> _Texto fuente_:

··········

Siempre he sido miembro de la iglesia, sin embargo, durante mucho tiempo asistí más por tradición que por fe.

Para mi Jesús era algo académico, como un concepto, un personaje destacado de la historia que logró inspirar a muchos con sus habilidades retóricas, cuya popularidad incomodó a los políticos poderosos de aquellos tiempos los cuales le propiciaron una muerte espantosa.

A pesar de que encontraba orientación en las palabras de Jesús, mi fe era artificial. Dentro de mí había una arrogancia que no me permitía creer que había un Dios que excede por mucho la mente humana, me era inconcebible aceptar que el hombre no se hizo solo. Constantemente atacaba a Dios con la ciencia, tratando de provocarle algún rasguño. A cambio sólo obtenía más preguntas que respuestas, quedando sumamente insatisfecho.

Aquel vicio se convirtió en un veneno que se daba a la tarea de cerrar mi corazón. En mi habitaba una profunda tristeza. Era muy soberbio, como si fuera la única persona en la iglesia con las agallas suficientes para poner a la ciencia y a Dios en el mismo sartén. Tenía un miedo voraz a la idea de que somos producto de un montón de coincidencias ordenadas y no de la voluntad de Dios. Definitivamente, no era feliz.

Sin embargo, me encantaba formar parte de los grupos parroquiales. Ciertamente no podía ver a la iglesia como la casa de Dios, pero sí como una organización con jóvenes alegres que hacían el bien sin mirar aquien, lo cual me conmovía y me invitaba a cooperar de esta causa noble. Es un poco extraño. Estaba peleado con Dios pero en buenos términos con la iglesia, cuando usualmente es al revés el asunto.

Paulatinamente me fui contagiando de la alegría de mis compañeros, la cual me hacía sanar poco a poco. La cálida comunidad de Formación Domingos fue muy paciente conmigo y, aunque ellos no sabían cómo estaban siendo utilizados por Dios, estaban colaborando juntos para mi conversión.

··········

> _Material extraído_:
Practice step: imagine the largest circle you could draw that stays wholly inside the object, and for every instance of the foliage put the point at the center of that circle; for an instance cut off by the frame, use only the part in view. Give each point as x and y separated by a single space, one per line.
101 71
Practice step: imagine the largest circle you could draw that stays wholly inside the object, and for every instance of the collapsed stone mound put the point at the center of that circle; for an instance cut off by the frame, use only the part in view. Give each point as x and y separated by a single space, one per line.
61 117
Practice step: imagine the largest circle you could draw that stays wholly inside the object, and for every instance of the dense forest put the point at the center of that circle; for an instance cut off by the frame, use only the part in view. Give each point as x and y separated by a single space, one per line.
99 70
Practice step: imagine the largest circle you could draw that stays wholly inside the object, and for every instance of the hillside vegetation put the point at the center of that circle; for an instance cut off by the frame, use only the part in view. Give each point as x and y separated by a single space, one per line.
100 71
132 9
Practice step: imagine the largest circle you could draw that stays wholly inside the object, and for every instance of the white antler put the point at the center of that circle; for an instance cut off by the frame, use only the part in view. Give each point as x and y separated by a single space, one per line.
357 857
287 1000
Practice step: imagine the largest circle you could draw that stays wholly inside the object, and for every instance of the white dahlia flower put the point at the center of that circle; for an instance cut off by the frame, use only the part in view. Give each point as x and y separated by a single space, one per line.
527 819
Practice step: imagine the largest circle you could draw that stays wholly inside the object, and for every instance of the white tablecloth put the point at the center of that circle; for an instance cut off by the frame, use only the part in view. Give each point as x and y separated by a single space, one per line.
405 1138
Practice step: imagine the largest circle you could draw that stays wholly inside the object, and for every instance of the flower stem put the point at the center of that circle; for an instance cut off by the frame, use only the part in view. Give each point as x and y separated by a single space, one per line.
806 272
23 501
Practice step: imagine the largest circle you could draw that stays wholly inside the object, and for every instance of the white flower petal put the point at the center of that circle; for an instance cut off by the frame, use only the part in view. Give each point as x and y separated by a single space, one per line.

··········

> _Objetivos_:
**A)** Reproduce el fragmento del testimonio que comienza con las palabras "Para mi Jesús" y termina con "una muerte espantosa.", sustituyendo "personaje destacado" por "personaje notable".
**B)** Según el testimonio, ¿qué comunidad fue muy paciente con quien lo narra?
**C)** Convierte en una lista breve el párrafo del testimonio que empieza con "Aquel vicio se convirtió" y conserva sus datos principales.
Las filas son material aparte y no forman parte del testimonio.

> _Soluciones desarrolladas_:
**A)**
Para mi Jesús era algo académico, como un concepto, un personaje notable de la historia que logró inspirar a muchos con sus habilidades retóricas, cuya popularidad incomodó a los políticos poderosos de aquellos tiempos los cuales le propiciaron una muerte espantosa.

**B)** La comunidad de Formación Domingos.

**C)**
- Aquel vicio se volvió un veneno que me iba cerrando el corazón.
- Vivía con una profunda tristeza.
- Mi soberbia era tanta que me creía la única persona de la iglesia capaz de poner a la ciencia y a Dios en el mismo sartén.
- Me aterraba la idea de que fuéramos producto de coincidencias ordenadas y no de la voluntad de Dios.
- No era feliz.